--- Start Record set ---
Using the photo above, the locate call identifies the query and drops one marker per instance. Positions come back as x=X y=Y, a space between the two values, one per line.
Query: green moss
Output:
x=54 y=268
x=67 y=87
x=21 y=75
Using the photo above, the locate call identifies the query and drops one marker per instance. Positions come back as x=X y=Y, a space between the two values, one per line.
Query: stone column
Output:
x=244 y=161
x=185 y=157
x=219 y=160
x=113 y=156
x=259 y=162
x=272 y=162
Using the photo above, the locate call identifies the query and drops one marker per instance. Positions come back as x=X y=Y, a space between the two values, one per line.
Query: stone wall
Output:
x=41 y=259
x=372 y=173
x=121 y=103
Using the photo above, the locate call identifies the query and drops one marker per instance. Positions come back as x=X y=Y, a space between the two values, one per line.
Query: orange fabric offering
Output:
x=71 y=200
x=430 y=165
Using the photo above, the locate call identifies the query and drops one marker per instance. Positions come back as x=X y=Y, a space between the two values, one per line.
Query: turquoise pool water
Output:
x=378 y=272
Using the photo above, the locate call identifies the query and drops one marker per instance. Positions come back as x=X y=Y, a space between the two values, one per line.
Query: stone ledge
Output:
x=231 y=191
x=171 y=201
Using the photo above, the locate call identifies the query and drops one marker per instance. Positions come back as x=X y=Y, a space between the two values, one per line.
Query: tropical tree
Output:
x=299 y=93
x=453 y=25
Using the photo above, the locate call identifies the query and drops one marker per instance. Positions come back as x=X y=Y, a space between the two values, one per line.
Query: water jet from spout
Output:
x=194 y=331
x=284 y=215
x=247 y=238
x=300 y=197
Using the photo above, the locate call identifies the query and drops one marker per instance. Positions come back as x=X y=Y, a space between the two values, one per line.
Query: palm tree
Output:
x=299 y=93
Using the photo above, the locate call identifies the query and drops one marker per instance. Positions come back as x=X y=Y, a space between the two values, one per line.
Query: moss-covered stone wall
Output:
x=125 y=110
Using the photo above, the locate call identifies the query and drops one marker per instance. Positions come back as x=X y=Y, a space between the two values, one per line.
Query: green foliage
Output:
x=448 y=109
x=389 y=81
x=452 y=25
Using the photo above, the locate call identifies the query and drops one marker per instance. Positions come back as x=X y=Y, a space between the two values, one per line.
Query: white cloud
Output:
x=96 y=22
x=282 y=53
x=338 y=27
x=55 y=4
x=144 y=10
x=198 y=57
--- End Record set ---
Set problem - Return each line of the listing above word for word, from the first line through the last.

Reply -
Using the photo above, the locate call identifies the query and drops one marker per instance. Positions come back as x=X y=Y, a space between the two values, one per line.
Query: green moss
Output:
x=54 y=268
x=67 y=87
x=21 y=75
Using the photo above, the locate call identifies the query and drops one marker per instance. Positions come back as x=X y=Y, a space between the two values, one per line.
Query: stone column
Output:
x=244 y=161
x=185 y=157
x=219 y=160
x=113 y=156
x=259 y=162
x=272 y=162
Using the photo above, the locate call identifies the query and drops one marker per instance. Positions come back as x=X y=Y, a space between the two values, one per line.
Query: stone wall
Output:
x=41 y=259
x=372 y=173
x=121 y=103
Using the photo above, the locate call identifies the query and drops one marker per instance. Positions come back as x=X y=Y, a space between the two values, one per line.
Query: orange fabric offering
Output:
x=71 y=200
x=430 y=165
Using the photo above, the locate call identifies the query and drops one marker per instance. Positions come back as x=X y=Y, a space between the two values, one per line.
Query: turquoise pool water
Output:
x=378 y=272
Using the photo above, the locate call identifies the query and drops one marker per instance. Positions come back as x=X y=Y, a space between the two values, one per line.
Query: stone ledge
Output:
x=231 y=191
x=171 y=201
Using the photo above, the locate call identifies the query and drops one marker per instance. Positions come back as x=X y=Y, a space between the two values, one per line.
Query: tropical tree
Output:
x=299 y=93
x=453 y=25
Using the photo above, the locate call identifies the query and drops one marker per instance. Positions come back as x=X y=Y, a space between the two values, one per line.
Query: water jet from spout
Output:
x=194 y=331
x=284 y=215
x=247 y=238
x=300 y=197
Using the photo above, the locate call identifies the query and drops one marker per instance. Positions come back as x=X y=Y, a space between the two values, one per line.
Query: palm tree
Output:
x=299 y=93
Using the photo above, the locate call identifies the query and drops one marker per instance. Positions come back as x=X y=Y, a space between the two values, one per line.
Query: moss-covered stone wall
Output:
x=125 y=110
Using the photo above, the locate call identifies the query and drops one marker per instance. Positions come back as x=X y=Y, a space between the two values, one per line.
Query: green foliage
Output:
x=448 y=109
x=389 y=81
x=452 y=25
Using the photo above, the locate call identifies the query and drops one marker per instance. Positions come back as x=X y=Y, a space between the two values, one per line.
Query: white cloud
Output:
x=96 y=22
x=282 y=53
x=338 y=27
x=55 y=4
x=144 y=10
x=198 y=57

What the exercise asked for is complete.